▶ _What you should do_: Your response should be an exact transcription of the data, images excluded.

▶ _Data_:

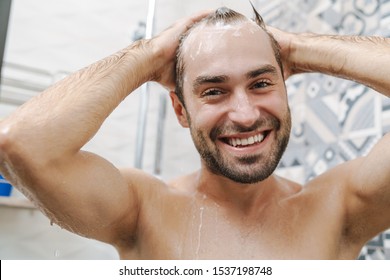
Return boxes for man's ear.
[169,91,189,128]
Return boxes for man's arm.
[272,28,390,241]
[270,28,390,95]
[0,11,210,245]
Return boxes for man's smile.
[215,130,273,158]
[220,130,270,148]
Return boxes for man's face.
[178,21,291,184]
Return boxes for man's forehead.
[184,20,264,44]
[180,20,272,64]
[181,20,276,73]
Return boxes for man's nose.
[228,91,260,127]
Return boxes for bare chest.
[128,197,353,260]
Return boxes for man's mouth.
[221,131,270,147]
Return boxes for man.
[0,7,389,259]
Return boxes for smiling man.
[0,7,389,259]
[173,9,291,184]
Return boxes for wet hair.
[175,6,284,106]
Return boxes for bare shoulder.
[119,167,169,196]
[274,175,303,194]
[279,161,356,217]
[303,159,358,191]
[118,168,196,202]
[167,171,200,193]
[120,167,166,185]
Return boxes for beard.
[189,110,291,184]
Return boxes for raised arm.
[0,11,210,245]
[270,28,390,96]
[271,28,390,242]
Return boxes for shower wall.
[263,0,390,259]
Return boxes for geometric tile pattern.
[255,0,390,259]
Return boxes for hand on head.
[266,26,297,79]
[150,9,213,91]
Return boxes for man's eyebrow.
[192,75,229,92]
[245,65,279,80]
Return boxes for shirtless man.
[0,7,389,259]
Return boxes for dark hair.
[175,6,284,105]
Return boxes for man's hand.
[267,26,299,79]
[149,10,212,91]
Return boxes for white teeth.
[258,134,265,142]
[227,133,266,147]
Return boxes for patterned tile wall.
[255,0,390,259]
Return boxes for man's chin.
[221,174,271,185]
[209,163,276,185]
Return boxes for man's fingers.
[173,9,214,33]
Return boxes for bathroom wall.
[0,0,389,259]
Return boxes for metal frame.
[134,0,157,170]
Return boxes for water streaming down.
[195,205,205,259]
[193,194,208,259]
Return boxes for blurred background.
[0,0,389,259]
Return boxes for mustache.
[210,116,281,141]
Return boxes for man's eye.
[252,80,271,89]
[202,88,224,97]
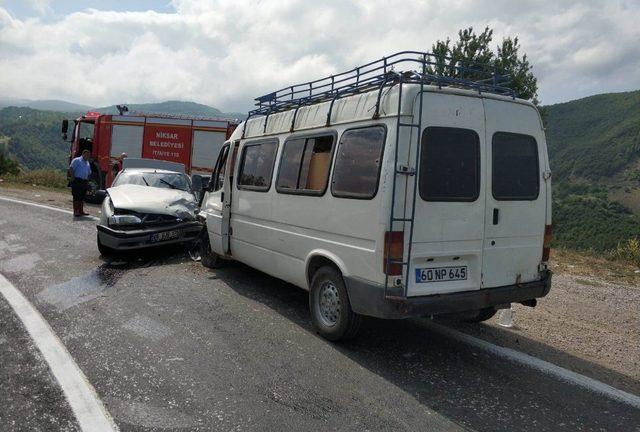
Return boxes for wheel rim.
[316,281,341,327]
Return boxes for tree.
[427,27,539,104]
[0,152,20,176]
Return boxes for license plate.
[415,266,467,283]
[150,230,181,243]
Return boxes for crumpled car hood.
[107,184,198,220]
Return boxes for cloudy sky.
[0,0,638,112]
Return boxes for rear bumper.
[345,271,552,319]
[97,221,202,251]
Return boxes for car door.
[481,99,547,288]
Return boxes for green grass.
[608,238,640,267]
[2,169,68,190]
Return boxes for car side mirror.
[191,174,204,192]
[191,174,205,203]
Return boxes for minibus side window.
[419,127,480,202]
[332,126,386,199]
[276,134,334,195]
[492,132,539,200]
[237,140,278,192]
[277,138,305,190]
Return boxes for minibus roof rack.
[248,51,515,117]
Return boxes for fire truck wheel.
[85,169,103,204]
[309,266,362,341]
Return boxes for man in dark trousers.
[68,149,91,217]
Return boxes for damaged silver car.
[96,159,202,255]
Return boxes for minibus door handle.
[493,208,499,225]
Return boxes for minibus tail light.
[384,231,404,275]
[542,225,552,262]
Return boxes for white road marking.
[427,321,640,409]
[0,273,119,431]
[0,195,99,221]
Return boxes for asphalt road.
[0,198,638,432]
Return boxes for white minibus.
[198,52,553,340]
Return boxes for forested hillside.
[545,90,640,180]
[546,90,640,251]
[0,107,73,170]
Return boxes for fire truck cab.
[62,110,238,202]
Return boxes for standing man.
[68,149,91,217]
[108,152,128,186]
[114,152,127,177]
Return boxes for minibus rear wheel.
[309,266,361,341]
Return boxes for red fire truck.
[61,110,238,201]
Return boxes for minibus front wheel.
[198,228,224,269]
[309,266,362,341]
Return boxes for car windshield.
[113,171,192,192]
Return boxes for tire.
[463,307,497,323]
[309,266,361,341]
[97,233,115,257]
[198,228,224,269]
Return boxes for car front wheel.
[96,233,114,257]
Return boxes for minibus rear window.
[276,135,334,195]
[332,126,386,199]
[492,132,539,200]
[419,127,480,202]
[237,140,278,191]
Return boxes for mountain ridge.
[0,98,246,120]
[0,97,92,113]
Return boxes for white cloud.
[26,0,51,15]
[0,0,638,112]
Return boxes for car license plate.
[415,266,467,283]
[150,230,181,243]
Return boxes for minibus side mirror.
[61,119,69,141]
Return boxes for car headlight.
[108,214,142,226]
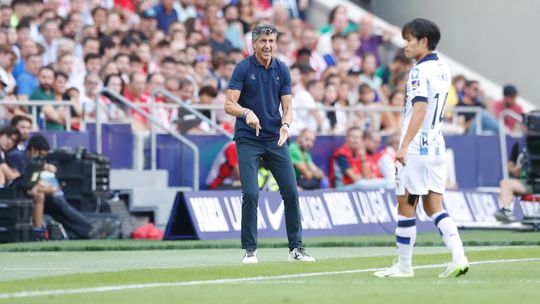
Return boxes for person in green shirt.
[288,129,326,190]
[29,66,65,130]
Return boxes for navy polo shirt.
[228,55,292,140]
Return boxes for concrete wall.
[369,0,540,107]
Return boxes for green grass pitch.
[0,231,539,304]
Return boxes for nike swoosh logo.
[265,198,284,230]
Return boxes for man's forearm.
[401,104,427,148]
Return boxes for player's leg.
[374,191,417,277]
[236,138,264,263]
[422,191,469,277]
[31,188,45,229]
[494,178,527,222]
[264,140,314,262]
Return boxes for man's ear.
[420,37,429,48]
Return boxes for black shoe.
[288,248,316,262]
[494,208,515,223]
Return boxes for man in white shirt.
[375,18,469,279]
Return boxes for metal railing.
[0,100,73,131]
[149,89,233,170]
[147,103,485,135]
[498,109,523,180]
[95,88,200,190]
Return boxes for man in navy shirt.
[225,24,315,264]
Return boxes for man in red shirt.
[492,84,524,132]
[329,126,393,190]
[206,141,240,189]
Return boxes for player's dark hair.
[401,18,441,51]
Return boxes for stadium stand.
[0,0,537,239]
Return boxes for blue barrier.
[37,128,518,190]
[155,134,508,189]
[164,189,529,240]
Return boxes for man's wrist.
[241,108,251,119]
[281,122,290,129]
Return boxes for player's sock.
[431,210,466,263]
[396,215,416,269]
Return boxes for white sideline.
[0,257,539,299]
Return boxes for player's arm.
[396,101,427,165]
[225,89,261,135]
[278,94,293,146]
[280,94,293,128]
[224,89,246,117]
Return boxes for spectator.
[209,16,233,54]
[101,73,128,123]
[297,28,327,77]
[175,0,197,23]
[72,53,102,95]
[359,52,382,92]
[317,5,351,55]
[457,80,499,134]
[13,37,38,79]
[29,66,57,129]
[205,141,241,190]
[329,126,393,190]
[0,44,17,95]
[272,4,290,33]
[56,52,76,88]
[186,85,218,134]
[7,134,117,238]
[36,18,59,65]
[222,4,244,50]
[41,71,70,130]
[288,129,326,190]
[275,30,293,66]
[386,90,406,132]
[445,75,466,120]
[0,126,22,186]
[80,73,103,121]
[319,5,358,35]
[378,131,400,181]
[321,82,338,132]
[291,77,324,135]
[123,72,150,132]
[154,0,178,34]
[322,34,346,67]
[377,50,411,97]
[493,139,531,223]
[492,84,524,132]
[356,14,397,65]
[9,115,32,152]
[138,8,159,41]
[16,53,41,100]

▶ _Result_:
Return boxes for man's ear.
[169,91,189,128]
Return boxes for man's arm.
[272,28,390,241]
[270,28,390,95]
[0,11,210,245]
Return boxes for man's smile.
[215,130,273,158]
[220,130,270,148]
Return boxes for man's face.
[178,21,291,184]
Return boxes for man's forehead.
[184,20,264,44]
[180,20,272,64]
[181,20,276,73]
Return boxes for man's nose.
[228,91,260,127]
Return boxes for bare chest.
[128,197,353,260]
Return boxes for man's mouth.
[221,131,270,147]
Return boxes for man.
[0,7,389,259]
Return boxes for smiling man.
[0,7,389,259]
[173,9,291,184]
Return boxes for wet hair.
[175,6,284,106]
Return boxes for bare shoulder.
[119,167,169,196]
[274,175,303,194]
[279,161,356,217]
[303,159,358,191]
[118,168,196,202]
[167,171,200,193]
[120,167,166,185]
Return boxes for beard.
[189,110,291,184]
Return boxes for raised arm.
[0,11,210,245]
[270,28,390,96]
[271,28,390,242]
Return boxes for shower wall.
[263,0,390,259]
Return boxes for geometric tile pattern.
[255,0,390,259]
Return boxes for hand on head.
[266,26,297,79]
[150,9,213,91]
Return boxes for man's eyebrow.
[192,75,229,92]
[245,65,279,80]
Return boxes for shirtless man.
[0,7,389,259]
Return boxes for dark hair.
[175,6,284,105]
Return boxes for man's hand.
[267,26,299,79]
[149,10,212,91]
Return boxes for white teeth.
[258,134,265,142]
[227,133,266,147]
Return boxes for patterned tile wall.
[255,0,390,259]
Return boxes for man's chin.
[221,174,271,185]
[209,163,276,185]
Return boxes for man's fingers.
[173,9,214,33]
Return boxes for bathroom wall.
[0,0,389,259]
Return boxes for metal frame.
[134,0,157,170]
Return boxes for water streaming down.
[195,205,205,259]
[193,194,208,259]
Return boxes for blurred background.
[0,0,389,259]
Return boxes for mustache.
[210,116,281,141]
Return boxes for man's eye.
[252,80,271,89]
[202,88,224,97]
Return boxes for wheel rim.
[316,281,341,327]
Return boxes for tree.
[427,27,539,104]
[0,152,20,176]
Return boxes for license plate.
[415,266,467,283]
[150,230,181,243]
Return boxes for crumpled car hood.
[107,184,198,220]
Return boxes for cloudy sky.
[0,0,638,112]
Return boxes for rear bumper.
[345,271,552,319]
[97,221,202,251]
Return boxes for car door.
[481,99,547,288]
Return boxes for green grass.
[608,238,640,267]
[2,169,68,190]
Return boxes for car side mirror.
[191,174,204,192]
[191,174,205,203]
Return boxes for minibus side window.
[419,127,480,202]
[332,126,386,199]
[276,134,334,195]
[492,132,539,200]
[237,140,278,192]
[277,138,305,190]
Return boxes for minibus roof rack.
[248,51,515,117]
Return boxes for fire truck wheel.
[85,169,103,204]
[309,266,362,341]
Return boxes for man in dark trousers.
[68,149,91,217]
Return boxes for damaged silver car.
[96,159,202,255]
Return boxes for minibus door handle.
[493,208,499,225]
Return boxes for minibus tail light.
[384,231,404,275]
[542,225,552,262]
Return boxes for white road marking.
[427,321,640,409]
[0,273,119,431]
[0,195,99,221]
Return boxes for asphalt road.
[0,198,638,432]
Return boxes for white minibus.
[198,52,553,340]
Return boxes for forested hillside.
[545,90,640,180]
[546,90,640,251]
[0,107,73,170]
Return boxes for fire truck cab.
[62,110,238,202]
Return boxes for standing man.
[68,149,91,217]
[108,152,128,186]
[114,152,127,177]
Return boxes for minibus rear wheel.
[309,266,361,341]
Return boxes for red fire truck.
[61,110,238,201]
Return boxes for minibus front wheel.
[198,228,224,269]
[309,266,362,341]
Return boxes for car windshield.
[113,171,192,192]
Return boxes for tire.
[463,307,497,323]
[309,266,361,341]
[97,233,115,257]
[198,228,224,269]
Return boxes for car front wheel.
[96,233,114,257]
Return boxes for minibus rear window.
[276,135,334,195]
[332,126,386,199]
[492,132,539,200]
[419,127,480,202]
[237,140,278,191]
Return boxes for mountain ridge.
[0,98,246,120]
[0,97,92,113]
Return boxes for white cloud.
[26,0,51,15]
[0,0,638,112]
Return boxes for car license plate.
[415,266,467,283]
[150,230,181,243]
Return boxes for minibus side mirror.
[61,119,69,141]
Return boxes for car headlight.
[108,214,142,226]
Return boxes for person in green shirt.
[288,129,326,190]
[29,66,65,130]
Return boxes for navy polo shirt.
[228,55,292,140]
Return boxes for concrete wall.
[369,0,540,107]
Return boxes for green grass pitch.
[0,231,539,304]
Return boxes for nike swoosh logo.
[265,198,284,230]
Return boxes for man's forearm.
[401,104,427,148]
Return boxes for player's leg.
[374,191,417,277]
[236,138,264,263]
[422,191,469,277]
[31,188,45,229]
[494,178,527,222]
[264,140,314,262]
Return boxes for man's ear.
[420,37,429,48]
Return boxes for black shoe.
[288,248,316,262]
[494,208,515,223]
Return boxes for man in white shirt.
[375,18,469,279]
Return boxes for metal railing.
[0,100,73,131]
[149,89,233,170]
[147,103,485,135]
[498,109,523,180]
[95,88,200,190]
Return boxes for man in navy shirt.
[225,24,315,264]
Return boxes for man in red shirt.
[492,84,524,132]
[329,126,393,190]
[206,141,240,189]
Return boxes for player's dark hair.
[401,18,441,51]
Return boxes for stadium stand.
[0,0,537,239]
Return boxes for blue barrier.
[37,128,518,190]
[155,134,508,189]
[164,189,529,240]
Return boxes for man's wrist.
[241,108,251,119]
[281,122,290,129]
Return boxes for player's sock.
[431,210,466,263]
[396,215,416,269]
Return boxes for white sideline.
[0,257,539,299]
Return boxes for player's arm.
[396,101,427,165]
[225,89,261,135]
[278,94,293,146]
[280,94,293,128]
[224,89,246,117]
Return boxes for spectator.
[209,16,233,54]
[101,73,128,123]
[297,28,327,77]
[175,0,197,23]
[72,53,102,95]
[359,52,382,92]
[317,5,351,55]
[457,80,499,134]
[13,37,38,79]
[29,66,57,129]
[205,141,241,190]
[329,126,393,190]
[0,44,17,95]
[272,4,290,33]
[56,52,76,88]
[186,85,218,134]
[7,134,117,238]
[36,18,59,65]
[222,4,244,50]
[41,71,70,130]
[288,129,326,190]
[275,30,293,66]
[386,90,406,132]
[445,75,466,120]
[0,126,22,186]
[80,73,103,121]
[319,5,358,35]
[378,131,400,181]
[321,82,338,132]
[291,77,324,135]
[123,72,150,132]
[154,0,178,34]
[322,34,346,67]
[377,50,411,97]
[493,139,531,223]
[492,84,524,132]
[356,14,397,65]
[9,115,32,152]
[138,8,159,41]
[16,53,41,100]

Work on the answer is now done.